Text provided =>
Skip to main content

Brampton council orders mayor to pay $144,150, docks her 90 days’ pay

By November 12, 2014December 1st, 2020Media

Punishment, via a 7-3 vote, follows her code of conduct breach and seeks reimbursement for undocumented use of a limo service, to be taken from her $323,000 severance package.

By: San Grewal Urban Affairs Reporter, Published on Wed Nov 12 2014

In a move to “protect Brampton taxpayers,” city council has handed outgoing Mayor Susan Fennell the maximum penalty under law, stripping her of 90 days’ pay and ordering her to pay back $144,150 related to an expense scandal that dominated her final year in office.

The punishment was delivered in a 7-3 vote Wednesday. Fennell was absent from the meeting due to what she has described as urgent spinal surgery.
The vote followed a city integrity commissioner’s finding in September that she had breached the code of conduct by “knowingly” violating the city’s travel expense policies.

Under the Municipal Act, the maximum penalty council can levy for code breaches is 90 days’ pay. The $144,150 Fennell has been ordered to pay back relates to the cost of an on-call limousine service.

A forensic audit released in August by Deloitte Canada, which found numerous violations of spending rules by Fennell and her staff, said she was not able to provide enough information to show the limo service had actually been used for city business.

Excerpts from a dataset =>
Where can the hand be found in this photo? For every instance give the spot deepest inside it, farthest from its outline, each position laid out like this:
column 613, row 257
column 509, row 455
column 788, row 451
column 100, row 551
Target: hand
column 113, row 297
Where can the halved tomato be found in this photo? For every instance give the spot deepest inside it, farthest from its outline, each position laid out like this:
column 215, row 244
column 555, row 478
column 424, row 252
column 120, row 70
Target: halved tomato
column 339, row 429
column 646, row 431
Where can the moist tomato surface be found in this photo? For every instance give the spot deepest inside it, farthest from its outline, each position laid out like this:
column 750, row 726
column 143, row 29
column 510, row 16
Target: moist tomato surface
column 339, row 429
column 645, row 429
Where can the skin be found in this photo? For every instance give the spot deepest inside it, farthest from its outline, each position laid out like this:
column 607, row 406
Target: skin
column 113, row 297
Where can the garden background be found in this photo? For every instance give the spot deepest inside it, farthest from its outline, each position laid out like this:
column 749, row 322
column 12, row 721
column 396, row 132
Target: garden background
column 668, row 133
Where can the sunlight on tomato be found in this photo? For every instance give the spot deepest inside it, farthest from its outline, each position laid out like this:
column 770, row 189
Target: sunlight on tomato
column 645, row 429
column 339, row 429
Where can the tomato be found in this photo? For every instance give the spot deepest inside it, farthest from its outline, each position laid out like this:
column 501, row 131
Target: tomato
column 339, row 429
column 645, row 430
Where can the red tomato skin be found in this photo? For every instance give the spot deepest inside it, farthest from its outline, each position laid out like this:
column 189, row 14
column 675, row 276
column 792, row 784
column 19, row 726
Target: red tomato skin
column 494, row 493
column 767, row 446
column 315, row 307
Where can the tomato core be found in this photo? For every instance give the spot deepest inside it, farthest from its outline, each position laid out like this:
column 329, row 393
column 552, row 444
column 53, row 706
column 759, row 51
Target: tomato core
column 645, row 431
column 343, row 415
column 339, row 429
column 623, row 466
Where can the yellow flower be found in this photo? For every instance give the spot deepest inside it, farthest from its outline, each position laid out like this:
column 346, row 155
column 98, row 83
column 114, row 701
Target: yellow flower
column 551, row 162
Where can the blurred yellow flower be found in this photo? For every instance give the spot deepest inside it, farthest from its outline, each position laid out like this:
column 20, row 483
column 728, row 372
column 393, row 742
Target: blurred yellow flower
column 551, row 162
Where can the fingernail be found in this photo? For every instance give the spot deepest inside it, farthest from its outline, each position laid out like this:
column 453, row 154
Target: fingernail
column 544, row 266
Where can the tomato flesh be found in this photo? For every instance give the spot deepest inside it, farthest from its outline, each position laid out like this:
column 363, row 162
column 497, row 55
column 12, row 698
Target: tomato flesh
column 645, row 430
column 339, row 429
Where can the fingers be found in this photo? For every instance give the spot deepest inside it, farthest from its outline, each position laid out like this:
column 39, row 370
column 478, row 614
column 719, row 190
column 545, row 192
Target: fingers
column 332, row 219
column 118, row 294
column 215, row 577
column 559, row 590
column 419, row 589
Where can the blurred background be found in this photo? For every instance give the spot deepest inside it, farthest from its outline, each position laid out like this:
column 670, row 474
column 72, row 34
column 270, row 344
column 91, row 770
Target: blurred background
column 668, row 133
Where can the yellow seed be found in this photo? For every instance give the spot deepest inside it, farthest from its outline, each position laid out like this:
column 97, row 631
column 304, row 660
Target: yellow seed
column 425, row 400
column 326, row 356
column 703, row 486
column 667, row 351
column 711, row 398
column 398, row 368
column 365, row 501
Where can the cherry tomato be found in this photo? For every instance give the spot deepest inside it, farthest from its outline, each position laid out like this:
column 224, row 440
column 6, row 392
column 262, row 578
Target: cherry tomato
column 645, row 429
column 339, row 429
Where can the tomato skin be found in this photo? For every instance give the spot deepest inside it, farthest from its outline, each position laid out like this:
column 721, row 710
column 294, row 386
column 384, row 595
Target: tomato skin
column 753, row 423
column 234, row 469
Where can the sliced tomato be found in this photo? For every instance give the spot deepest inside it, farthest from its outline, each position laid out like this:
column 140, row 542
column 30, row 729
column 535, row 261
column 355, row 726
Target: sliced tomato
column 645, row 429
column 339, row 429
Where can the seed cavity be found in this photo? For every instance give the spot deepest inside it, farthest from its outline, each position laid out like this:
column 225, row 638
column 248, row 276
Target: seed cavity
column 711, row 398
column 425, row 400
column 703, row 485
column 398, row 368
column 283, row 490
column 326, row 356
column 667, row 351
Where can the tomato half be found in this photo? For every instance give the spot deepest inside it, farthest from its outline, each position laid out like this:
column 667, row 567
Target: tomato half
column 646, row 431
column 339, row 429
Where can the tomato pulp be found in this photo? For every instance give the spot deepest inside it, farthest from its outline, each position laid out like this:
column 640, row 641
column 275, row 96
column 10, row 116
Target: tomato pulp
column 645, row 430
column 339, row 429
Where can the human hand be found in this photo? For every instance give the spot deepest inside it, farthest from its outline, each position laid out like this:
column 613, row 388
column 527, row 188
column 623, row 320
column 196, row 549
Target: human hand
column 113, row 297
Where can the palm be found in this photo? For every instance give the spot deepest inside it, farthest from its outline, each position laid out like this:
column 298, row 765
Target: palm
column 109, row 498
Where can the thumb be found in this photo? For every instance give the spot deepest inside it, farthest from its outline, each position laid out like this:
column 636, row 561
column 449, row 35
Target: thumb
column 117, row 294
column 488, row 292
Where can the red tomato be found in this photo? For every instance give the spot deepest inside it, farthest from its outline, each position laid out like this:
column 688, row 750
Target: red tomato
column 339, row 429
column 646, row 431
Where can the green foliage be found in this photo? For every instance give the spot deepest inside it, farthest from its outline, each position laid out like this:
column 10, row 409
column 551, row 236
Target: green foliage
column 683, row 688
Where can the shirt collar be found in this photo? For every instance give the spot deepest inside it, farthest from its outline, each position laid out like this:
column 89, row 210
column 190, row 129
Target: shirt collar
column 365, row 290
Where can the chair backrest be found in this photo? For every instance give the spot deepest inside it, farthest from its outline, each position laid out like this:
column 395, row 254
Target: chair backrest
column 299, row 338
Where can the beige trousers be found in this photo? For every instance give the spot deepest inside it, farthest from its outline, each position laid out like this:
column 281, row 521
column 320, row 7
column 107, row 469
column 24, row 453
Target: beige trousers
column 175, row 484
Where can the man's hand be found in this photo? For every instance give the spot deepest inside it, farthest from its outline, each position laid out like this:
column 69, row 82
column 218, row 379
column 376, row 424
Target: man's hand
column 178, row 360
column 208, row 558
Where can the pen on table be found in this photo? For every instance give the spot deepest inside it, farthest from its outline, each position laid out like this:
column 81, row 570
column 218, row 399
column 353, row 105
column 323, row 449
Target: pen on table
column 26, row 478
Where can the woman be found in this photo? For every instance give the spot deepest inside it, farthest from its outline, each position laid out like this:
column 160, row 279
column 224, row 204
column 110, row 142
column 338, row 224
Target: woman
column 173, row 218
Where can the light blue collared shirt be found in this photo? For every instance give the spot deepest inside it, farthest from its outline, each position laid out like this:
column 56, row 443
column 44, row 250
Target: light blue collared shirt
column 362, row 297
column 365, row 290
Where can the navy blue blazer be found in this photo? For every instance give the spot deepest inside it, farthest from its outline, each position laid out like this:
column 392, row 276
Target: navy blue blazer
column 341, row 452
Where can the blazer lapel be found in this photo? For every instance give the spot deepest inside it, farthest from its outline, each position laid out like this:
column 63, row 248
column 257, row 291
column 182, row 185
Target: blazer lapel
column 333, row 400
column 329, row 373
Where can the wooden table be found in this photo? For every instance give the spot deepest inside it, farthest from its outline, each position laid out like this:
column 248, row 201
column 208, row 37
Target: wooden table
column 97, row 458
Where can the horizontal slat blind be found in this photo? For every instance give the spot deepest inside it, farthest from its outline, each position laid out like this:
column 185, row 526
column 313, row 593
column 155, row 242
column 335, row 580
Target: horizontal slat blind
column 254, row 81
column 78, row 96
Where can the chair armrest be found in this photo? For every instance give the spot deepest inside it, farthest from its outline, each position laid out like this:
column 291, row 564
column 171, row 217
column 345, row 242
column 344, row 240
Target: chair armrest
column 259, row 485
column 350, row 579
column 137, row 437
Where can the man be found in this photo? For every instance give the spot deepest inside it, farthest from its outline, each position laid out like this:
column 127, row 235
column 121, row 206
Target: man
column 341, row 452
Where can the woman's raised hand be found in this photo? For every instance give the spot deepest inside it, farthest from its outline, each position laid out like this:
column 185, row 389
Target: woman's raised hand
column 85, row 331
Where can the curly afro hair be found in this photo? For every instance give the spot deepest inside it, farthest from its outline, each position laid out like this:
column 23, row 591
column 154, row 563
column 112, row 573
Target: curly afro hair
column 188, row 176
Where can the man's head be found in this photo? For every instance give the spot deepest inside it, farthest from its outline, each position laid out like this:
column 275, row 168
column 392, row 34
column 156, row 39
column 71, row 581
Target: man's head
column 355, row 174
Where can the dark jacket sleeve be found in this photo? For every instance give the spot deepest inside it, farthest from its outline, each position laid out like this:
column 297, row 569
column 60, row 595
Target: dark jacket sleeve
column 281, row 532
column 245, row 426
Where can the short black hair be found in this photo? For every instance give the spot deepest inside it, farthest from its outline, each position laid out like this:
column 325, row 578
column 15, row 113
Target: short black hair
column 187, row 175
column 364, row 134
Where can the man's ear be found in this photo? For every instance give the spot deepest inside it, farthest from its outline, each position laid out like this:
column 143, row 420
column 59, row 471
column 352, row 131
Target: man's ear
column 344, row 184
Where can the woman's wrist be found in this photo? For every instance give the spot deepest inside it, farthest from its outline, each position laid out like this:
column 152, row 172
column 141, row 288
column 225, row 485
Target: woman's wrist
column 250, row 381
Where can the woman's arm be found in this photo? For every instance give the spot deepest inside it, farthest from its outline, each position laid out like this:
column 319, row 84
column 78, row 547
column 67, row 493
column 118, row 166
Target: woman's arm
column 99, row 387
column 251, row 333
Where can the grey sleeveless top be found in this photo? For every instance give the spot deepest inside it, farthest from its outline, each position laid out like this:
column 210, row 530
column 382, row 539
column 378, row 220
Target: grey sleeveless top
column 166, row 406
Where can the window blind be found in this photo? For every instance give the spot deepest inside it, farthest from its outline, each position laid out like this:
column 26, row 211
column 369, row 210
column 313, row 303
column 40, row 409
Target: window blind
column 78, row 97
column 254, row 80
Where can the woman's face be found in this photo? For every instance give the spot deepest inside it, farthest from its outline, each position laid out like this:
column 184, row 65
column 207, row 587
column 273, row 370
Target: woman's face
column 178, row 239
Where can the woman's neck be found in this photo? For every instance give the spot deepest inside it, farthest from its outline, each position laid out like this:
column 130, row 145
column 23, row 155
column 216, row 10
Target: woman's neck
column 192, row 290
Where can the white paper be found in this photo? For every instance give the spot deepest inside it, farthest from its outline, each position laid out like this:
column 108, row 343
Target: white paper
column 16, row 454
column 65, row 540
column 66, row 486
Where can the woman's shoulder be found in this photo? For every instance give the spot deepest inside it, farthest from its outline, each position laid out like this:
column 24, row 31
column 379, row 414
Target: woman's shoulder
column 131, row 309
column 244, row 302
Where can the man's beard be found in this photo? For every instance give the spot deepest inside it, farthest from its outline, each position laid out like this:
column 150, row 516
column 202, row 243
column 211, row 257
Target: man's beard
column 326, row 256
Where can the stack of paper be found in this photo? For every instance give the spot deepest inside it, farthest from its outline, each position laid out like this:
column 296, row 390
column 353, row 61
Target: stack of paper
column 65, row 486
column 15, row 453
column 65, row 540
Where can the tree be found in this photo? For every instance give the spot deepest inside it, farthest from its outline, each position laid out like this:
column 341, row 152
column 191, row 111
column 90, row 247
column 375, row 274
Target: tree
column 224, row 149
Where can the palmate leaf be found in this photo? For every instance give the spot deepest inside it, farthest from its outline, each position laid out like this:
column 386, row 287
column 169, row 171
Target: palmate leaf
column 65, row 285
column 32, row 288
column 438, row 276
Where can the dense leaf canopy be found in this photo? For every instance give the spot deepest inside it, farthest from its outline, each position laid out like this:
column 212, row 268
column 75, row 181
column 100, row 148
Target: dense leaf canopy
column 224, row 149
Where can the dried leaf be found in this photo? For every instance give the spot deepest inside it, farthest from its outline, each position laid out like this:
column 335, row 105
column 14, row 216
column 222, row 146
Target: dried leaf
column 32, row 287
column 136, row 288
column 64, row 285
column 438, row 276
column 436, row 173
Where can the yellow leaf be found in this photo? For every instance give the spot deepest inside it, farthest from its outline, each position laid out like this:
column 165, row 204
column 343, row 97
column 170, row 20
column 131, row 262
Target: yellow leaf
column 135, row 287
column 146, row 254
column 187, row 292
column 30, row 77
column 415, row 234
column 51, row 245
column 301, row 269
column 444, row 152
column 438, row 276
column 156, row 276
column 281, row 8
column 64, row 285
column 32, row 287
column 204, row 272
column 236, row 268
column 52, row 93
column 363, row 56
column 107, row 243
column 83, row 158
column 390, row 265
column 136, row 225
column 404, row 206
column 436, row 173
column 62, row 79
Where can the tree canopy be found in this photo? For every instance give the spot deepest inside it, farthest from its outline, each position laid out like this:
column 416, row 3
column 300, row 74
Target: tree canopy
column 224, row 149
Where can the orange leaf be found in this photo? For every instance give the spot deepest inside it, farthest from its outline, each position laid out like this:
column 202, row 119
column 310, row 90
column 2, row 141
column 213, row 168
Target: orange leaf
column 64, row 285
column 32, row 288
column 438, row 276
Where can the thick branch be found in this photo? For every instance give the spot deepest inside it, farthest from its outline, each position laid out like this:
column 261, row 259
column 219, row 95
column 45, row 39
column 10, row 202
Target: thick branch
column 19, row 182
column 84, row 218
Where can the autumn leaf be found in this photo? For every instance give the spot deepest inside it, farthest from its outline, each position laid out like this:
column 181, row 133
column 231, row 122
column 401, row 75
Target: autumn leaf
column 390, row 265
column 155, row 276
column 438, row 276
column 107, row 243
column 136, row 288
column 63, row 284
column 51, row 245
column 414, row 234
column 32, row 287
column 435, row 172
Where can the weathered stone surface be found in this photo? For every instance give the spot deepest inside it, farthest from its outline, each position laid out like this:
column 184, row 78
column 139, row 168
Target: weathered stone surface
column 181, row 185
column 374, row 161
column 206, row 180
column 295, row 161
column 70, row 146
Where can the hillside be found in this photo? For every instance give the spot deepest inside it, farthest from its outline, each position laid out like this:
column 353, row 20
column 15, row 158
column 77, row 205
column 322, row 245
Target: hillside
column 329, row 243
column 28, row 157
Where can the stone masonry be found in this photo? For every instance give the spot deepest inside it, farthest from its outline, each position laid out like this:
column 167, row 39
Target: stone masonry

What to work on =>
In the article on the Brampton council's penalty, what cost does the $144,150 that Fennell must pay back relate to?

Expected answer =>
The cost of an on-call limousine service.